■ **SET PROBLEM**: Count the lines in the rows below that contain the string "item", treating case as significant, and reply with the number alone.
★ ★ ★
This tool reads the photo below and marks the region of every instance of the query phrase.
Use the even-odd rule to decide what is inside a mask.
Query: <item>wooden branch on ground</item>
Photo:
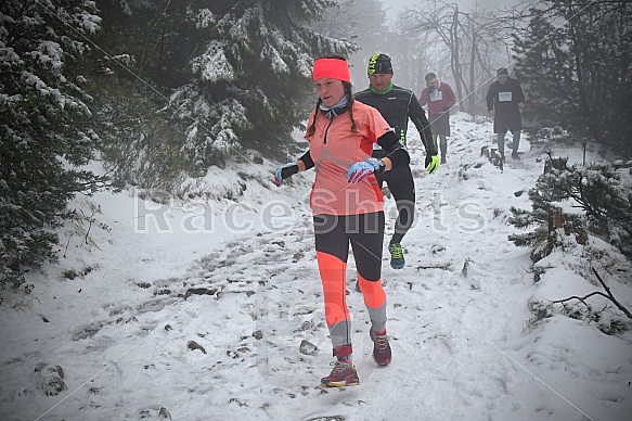
[[[608,285],[606,285],[606,283],[604,282],[604,280],[602,279],[602,277],[599,277],[599,275],[597,273],[597,271],[595,270],[595,268],[591,268],[591,269],[593,270],[593,273],[595,273],[595,276],[597,277],[597,279],[599,280],[599,283],[602,284],[602,286],[604,286],[604,290],[606,290],[606,293],[605,294],[603,292],[601,292],[601,291],[594,291],[594,292],[591,292],[588,295],[584,295],[583,297],[579,297],[577,295],[573,295],[573,296],[569,296],[568,298],[564,298],[564,299],[555,299],[552,303],[553,304],[559,304],[559,303],[564,304],[564,303],[566,303],[566,302],[568,302],[570,299],[578,299],[578,301],[582,302],[582,304],[584,306],[586,306],[586,308],[590,309],[591,306],[585,302],[585,299],[589,298],[589,297],[591,297],[591,296],[593,296],[593,295],[601,295],[601,296],[603,296],[603,297],[608,298],[609,301],[611,301],[612,304],[615,304],[618,309],[620,309],[621,311],[623,311],[623,314],[625,316],[628,316],[629,319],[632,319],[632,314],[630,312],[630,310],[627,309],[621,303],[619,303],[617,301],[617,298],[615,298],[615,296],[610,292],[610,289],[608,288]]]

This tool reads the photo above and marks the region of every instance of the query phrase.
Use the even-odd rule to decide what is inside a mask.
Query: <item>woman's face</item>
[[[345,97],[343,80],[322,78],[314,80],[313,84],[325,106],[334,106]]]

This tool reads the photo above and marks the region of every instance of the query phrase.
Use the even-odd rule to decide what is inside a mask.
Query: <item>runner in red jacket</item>
[[[354,101],[346,60],[317,60],[313,80],[319,100],[308,119],[309,151],[296,163],[280,167],[274,182],[281,186],[298,171],[315,169],[310,206],[325,319],[337,357],[321,386],[340,387],[360,383],[351,358],[351,317],[346,301],[349,244],[372,323],[373,357],[379,366],[391,359],[382,288],[384,199],[375,175],[405,166],[410,157],[379,112]],[[383,158],[371,156],[373,143],[385,150]]]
★ ★ ★
■ **SOLUTION TO THIS PROBLEM**: 3